# [What needs to be done]
Count the lines in the entries below that contain the string "baseboard", treating uppercase and lowercase as different, and reply with the number alone.

# [Extracted records]
## BEGIN
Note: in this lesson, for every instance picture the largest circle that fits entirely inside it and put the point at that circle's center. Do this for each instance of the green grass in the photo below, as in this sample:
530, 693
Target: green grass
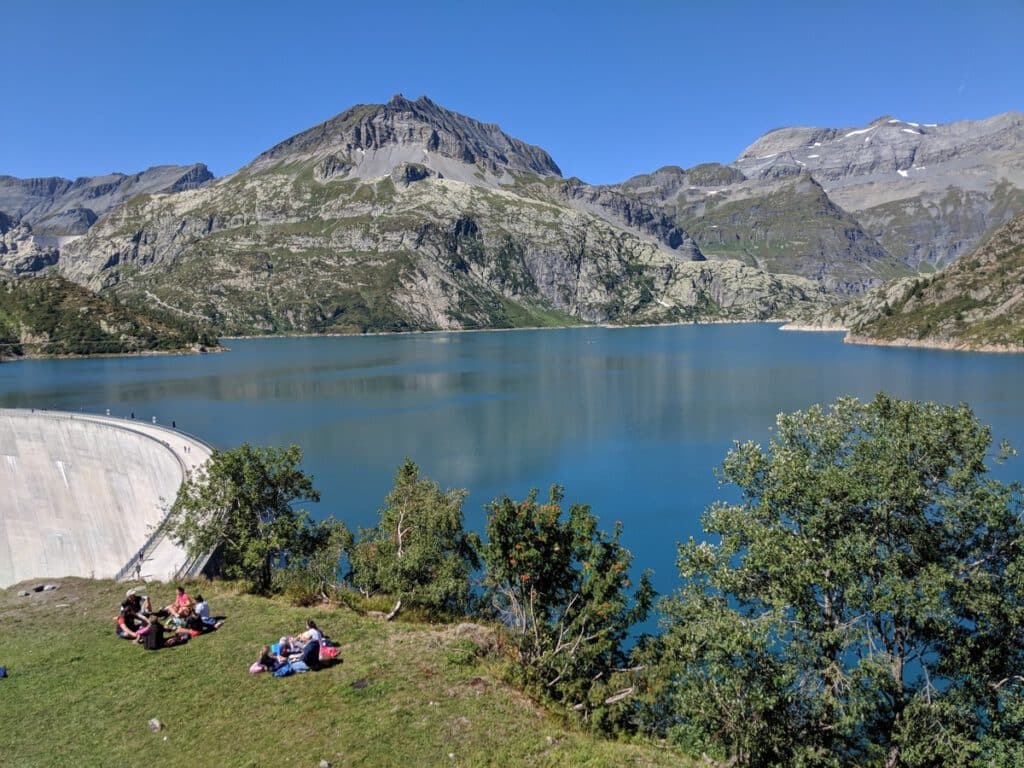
## END
## BEGIN
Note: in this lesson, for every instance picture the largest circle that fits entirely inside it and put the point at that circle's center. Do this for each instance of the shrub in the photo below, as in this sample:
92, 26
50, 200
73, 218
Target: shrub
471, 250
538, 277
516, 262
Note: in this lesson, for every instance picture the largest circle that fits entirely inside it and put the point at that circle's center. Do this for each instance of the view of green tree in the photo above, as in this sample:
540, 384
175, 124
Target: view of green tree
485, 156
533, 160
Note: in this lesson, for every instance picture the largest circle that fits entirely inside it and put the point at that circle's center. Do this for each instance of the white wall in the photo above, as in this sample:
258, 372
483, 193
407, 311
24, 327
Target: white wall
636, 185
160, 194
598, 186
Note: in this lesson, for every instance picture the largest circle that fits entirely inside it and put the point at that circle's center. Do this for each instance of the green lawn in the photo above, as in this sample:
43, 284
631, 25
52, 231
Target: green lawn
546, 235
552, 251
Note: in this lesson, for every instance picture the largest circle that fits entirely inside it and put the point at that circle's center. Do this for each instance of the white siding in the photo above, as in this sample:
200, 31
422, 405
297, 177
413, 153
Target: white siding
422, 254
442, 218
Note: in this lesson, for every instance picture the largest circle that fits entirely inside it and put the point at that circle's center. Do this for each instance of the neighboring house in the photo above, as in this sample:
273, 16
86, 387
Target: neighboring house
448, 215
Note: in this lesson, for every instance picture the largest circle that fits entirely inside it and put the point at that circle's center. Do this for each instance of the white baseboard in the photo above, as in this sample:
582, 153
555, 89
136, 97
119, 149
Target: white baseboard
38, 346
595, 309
## END
# [Solution to the problem]
2